I’m hoping that this blog post will give you some ideas on what you can do to start making choices again in your life – first the small ones, then the bigger ones, until one day you’ll be ready to take on the ones that once felt like unclimbable mountains.


: Advantages Of Making Decisions :

Making decisions is a very personal matter, and I truly believe that (as long as we go through life without hurting other beings) there are no choices that are objectively right or wrong for everyone. Some choices work for us in one situation and don’t in another. It is up to us to decide which path we want to take.

:1. The Fear of Making The Wrong Decisions:

The first step on the journey to becoming a happy-go-lucky expert in making choices we feel comfortable with is to overcome the fear of making any choices at all.

As long as we’re afraid of making a decision and regretting it immediately afterward, we will instead opt for avoiding decision-making altogether. No choice, however, is also a choice but not the one we should be aiming for.

By not doing anything and hoping for life, the universe, fate or whatever else we believe in to make the decision on our behalf, only one thing is for sure: We’re giving up even the slightest control we may actually have over the matter.

We allow external circumstances to determine our future path in life and run the risk of things going exactly the way we DON’T want them to.

So kick the fear of making decisions that turn out to be subpar to the curb where it belongs, and let’s try the following: Let’s make decisions to the best of our abilities and see where that takes us.

Could it go wrong the same way it could if life decided things for us? Of course, but at least we’ll have a say in it.

:2. The Grass Is Not Greener On The Other Side:

We all know the feeling: We’ve finally decided upon something and are happy with the overall situation. And then we accidentally glance over our neighbor’s garden fence and notice how much greener the grass is on their side.

-- Set exercise --
Continue the blog post on making decisions, starting after its final sentence. The data that follow were drawn from a separate source.

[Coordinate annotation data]

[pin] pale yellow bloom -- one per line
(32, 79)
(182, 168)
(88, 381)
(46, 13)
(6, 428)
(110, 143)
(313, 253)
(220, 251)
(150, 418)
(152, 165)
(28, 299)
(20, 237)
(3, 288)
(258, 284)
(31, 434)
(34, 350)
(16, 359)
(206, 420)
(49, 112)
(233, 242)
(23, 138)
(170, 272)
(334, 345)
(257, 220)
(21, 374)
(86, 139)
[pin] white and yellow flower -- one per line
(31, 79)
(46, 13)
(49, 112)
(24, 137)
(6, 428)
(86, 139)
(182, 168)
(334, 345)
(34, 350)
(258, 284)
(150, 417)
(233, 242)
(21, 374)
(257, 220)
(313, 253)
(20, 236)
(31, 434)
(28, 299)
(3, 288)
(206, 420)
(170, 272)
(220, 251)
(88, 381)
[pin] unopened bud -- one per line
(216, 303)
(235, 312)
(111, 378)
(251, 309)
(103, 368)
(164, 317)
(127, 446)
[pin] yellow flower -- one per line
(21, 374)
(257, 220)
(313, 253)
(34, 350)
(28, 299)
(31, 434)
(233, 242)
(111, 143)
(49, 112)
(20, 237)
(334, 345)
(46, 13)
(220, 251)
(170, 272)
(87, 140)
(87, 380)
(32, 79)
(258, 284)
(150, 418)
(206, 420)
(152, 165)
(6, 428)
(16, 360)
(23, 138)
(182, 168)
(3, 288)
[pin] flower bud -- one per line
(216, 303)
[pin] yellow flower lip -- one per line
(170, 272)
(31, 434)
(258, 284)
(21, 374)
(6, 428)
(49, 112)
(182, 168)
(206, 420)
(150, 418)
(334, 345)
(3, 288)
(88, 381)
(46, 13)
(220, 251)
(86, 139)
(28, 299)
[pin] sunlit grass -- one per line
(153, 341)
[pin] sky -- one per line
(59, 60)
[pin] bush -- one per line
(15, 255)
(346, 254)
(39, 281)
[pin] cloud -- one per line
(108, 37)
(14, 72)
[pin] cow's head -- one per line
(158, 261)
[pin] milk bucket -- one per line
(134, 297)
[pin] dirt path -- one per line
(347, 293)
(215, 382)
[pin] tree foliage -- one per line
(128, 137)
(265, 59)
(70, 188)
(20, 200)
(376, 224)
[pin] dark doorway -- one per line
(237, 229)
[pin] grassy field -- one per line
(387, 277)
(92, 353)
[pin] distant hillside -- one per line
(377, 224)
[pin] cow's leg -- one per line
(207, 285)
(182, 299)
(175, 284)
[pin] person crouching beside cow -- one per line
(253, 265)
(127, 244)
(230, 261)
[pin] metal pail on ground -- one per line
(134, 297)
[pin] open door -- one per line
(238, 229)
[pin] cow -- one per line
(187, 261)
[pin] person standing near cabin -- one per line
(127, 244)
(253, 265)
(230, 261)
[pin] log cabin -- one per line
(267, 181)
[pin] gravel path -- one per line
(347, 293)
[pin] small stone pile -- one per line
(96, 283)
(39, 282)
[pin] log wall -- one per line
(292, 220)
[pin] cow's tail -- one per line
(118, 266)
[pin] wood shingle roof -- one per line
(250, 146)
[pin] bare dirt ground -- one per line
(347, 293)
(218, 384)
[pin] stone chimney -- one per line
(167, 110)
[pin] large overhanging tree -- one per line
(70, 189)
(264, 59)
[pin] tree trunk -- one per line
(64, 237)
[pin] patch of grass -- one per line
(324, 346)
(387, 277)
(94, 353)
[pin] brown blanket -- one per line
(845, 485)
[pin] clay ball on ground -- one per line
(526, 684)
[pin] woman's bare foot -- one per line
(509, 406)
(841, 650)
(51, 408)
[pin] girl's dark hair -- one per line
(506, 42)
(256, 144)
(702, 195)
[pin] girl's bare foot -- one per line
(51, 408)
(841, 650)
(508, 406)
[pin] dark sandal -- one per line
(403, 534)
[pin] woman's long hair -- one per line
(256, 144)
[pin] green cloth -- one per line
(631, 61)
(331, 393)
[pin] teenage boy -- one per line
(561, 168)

-- Final answer --
Wait a minute – was the decision we made the wrong one after all? Have we not considered all important circumstances? Did we miss something our neighbor is aware of?

When we make a decision we naturally choose one thing over another, and we do so hundreds of times over an ordinary day without paying any attention to it. We don’t second-guess and we don’t regret them – they are simply a part of our daily routine.

We’re not sitting at home feeling unhappy about the clothes we ended up putting on, the food we chose to eat or the hobbies we surround ourselves with – simply because we don’t feel the need to compare ourselves to others.

Philosopher Søren Kierkegaard once said, “Comparing is the end of happiness and the beginning of dissatisfaction.”, so why are we making life deliberately hard on ourselves as soon as it comes to bigger (read: more important) decisions?

Yes, the grass may be greener on the other side, but we don’t know at what price it looks the way it does.

Do we want to fertilize our yard as often as our neighbor does? Are we ready to mow and comb it as thoroughly as he is? Would we be willing to take time away from other things just to have more of it to spend on our grass?

If the answer to any of these questions is No, the case is settled. There is no need to compare our lives and our decisions to someone else’s. This is our life, these are our living circumstances, and we’ll make the decisions that best fit them. Period.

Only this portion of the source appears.